* begin SOURCE DATA *

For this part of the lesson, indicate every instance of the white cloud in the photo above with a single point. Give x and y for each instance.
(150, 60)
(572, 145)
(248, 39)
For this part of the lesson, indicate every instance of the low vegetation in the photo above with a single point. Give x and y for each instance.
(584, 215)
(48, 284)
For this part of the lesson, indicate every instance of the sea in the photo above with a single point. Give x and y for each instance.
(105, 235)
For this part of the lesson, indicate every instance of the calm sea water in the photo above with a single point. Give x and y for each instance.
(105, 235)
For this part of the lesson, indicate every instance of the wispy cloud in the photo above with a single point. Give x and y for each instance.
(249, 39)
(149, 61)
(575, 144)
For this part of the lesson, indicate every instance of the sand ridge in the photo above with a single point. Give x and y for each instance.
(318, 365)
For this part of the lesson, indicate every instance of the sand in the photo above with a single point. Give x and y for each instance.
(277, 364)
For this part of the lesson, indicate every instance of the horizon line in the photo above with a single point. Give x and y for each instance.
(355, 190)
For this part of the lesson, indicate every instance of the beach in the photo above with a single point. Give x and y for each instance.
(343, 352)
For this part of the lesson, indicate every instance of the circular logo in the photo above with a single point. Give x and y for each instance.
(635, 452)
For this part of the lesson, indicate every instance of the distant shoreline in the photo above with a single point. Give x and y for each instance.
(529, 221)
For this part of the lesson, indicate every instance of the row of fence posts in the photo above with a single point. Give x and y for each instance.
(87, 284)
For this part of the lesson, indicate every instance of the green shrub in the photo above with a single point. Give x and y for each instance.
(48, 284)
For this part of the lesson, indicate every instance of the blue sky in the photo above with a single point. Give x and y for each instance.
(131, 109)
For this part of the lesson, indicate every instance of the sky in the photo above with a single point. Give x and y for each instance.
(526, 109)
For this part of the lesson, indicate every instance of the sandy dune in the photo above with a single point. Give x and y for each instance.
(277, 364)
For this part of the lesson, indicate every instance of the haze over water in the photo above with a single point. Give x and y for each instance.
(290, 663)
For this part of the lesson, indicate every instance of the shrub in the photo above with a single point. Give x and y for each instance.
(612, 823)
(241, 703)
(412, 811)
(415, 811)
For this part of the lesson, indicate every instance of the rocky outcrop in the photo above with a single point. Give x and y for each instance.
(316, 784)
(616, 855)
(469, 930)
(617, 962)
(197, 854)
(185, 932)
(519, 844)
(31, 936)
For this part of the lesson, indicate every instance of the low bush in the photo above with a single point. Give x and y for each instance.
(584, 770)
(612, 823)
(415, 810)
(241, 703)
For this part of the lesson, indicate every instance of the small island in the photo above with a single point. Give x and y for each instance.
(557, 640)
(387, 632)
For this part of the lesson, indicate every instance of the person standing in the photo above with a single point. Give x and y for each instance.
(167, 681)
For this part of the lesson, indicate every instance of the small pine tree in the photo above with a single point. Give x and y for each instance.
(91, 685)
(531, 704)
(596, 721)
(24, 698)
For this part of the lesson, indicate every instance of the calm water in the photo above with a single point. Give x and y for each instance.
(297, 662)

* end SOURCE DATA *

GOAL OF THE EXERCISE:
Lay out all the items above as a two-column CSV with the header "prompt" and "points" and one row per item. Put the item's text and its answer each in a single quoted field, replacing any line breaks with spaces.

RESPONSE TO THE TASK:
prompt,points
"For this part of the lesson, indicate every instance of the white cloud in the photo above with a single point. Give x and y for each instance.","(150, 60) (572, 145) (248, 39)"
"For this part of the lesson, indicate every instance of the low vegetation in the photo above with a single point. Give x and y for each instance.","(584, 215) (48, 284)"
"For this part of the lesson, indicate every instance of the sea in the photo above with a single point. Give x and y for each instance.","(105, 235)"
"For this part of the lesson, indicate every instance of the calm sea water in the photo above with a single point. Give x and y for each instance.","(105, 235)"
"For this part of the lesson, indicate every instance of the wispy cloud in the photo above with a single point. Give x and y for each instance.","(249, 39) (149, 61) (575, 144)"
"For this part of the lesson, indicate every instance of the sand ridge in the photo above with a single point. Give x and y for each instance.","(318, 365)"
"For this part of the lesson, indicate every instance of the sand in the photo above with a single point. Give x and y for each instance.","(277, 364)"
"For this part of the lesson, indicate every instance of the horizon line in the photo above with a single point. Give x and y for each instance.","(355, 190)"
"For this part of the lesson, indicate every instance of the beach in the photo above with a single point. Give x and y for each instance.","(343, 352)"
"For this part of the lesson, indicate every instance of the circular logo in the photo above with a single point. Give x and y for each instance.","(635, 452)"
"For this part of the lesson, indicate every instance of the distant shoreline in the photo above with a single point. Give x and y for each instance.","(529, 221)"
"For this part of the lesson, indicate every instance of the row of fence posts in the photo above with a single point. Give x and y for each instance.","(87, 284)"
"For this part of the lesson, indicate every instance of the green shrub in the photo above with a single point. Give x and y for each instance.","(48, 284)"
"For this part of the lesson, indicate every instance of the blue sky in the photo above with a single point. Give x and y for each instance.","(131, 109)"
"For this part of the lesson, indicate every instance of the sky in the photo above with a single point. Give x and y for each instance.","(526, 109)"
"For this part of the lesson, indicate every instance of the sandy dune in the photo above with a single point. Give x and y for each instance.","(277, 364)"
"For this part of the lesson, indicate every instance of the haze over water in the photo above with a single point. Give x and y for each instance.","(290, 663)"
"For this part of the lesson, indicate every instance of the shrub in the photo above with a single point. Give x and y for each instance.","(612, 823) (241, 703) (412, 811) (415, 811)"
"For this part of the lesson, indicate every instance of the rocky outcrop in the photo above with a single point. Give x and y for each instance.","(316, 784) (616, 855) (469, 930) (617, 962) (197, 854) (185, 932) (519, 844) (31, 936)"
"For this part of the lesson, indicate every instance of the low bush in the photo above with a single point. Give x and y for each instance.","(584, 770) (612, 823) (415, 810) (241, 703)"
"For this part of the lesson, indicate every instance of the small island in the photo above with a single point. Give x and y for each instance.","(557, 640) (387, 632)"
"For this part of the lesson, indicate every instance of the person standing in the photo above with a single point. Give x and y for each instance.","(167, 681)"
"For this part of the lesson, indicate every instance of the small pine tree in the photo above with a single point. Give x and y for each instance.","(91, 685) (531, 704) (596, 721) (24, 698)"
"For this part of the lesson, indicate every instance of the calm water in the photo above with a single point. Give x and y for each instance.","(297, 662)"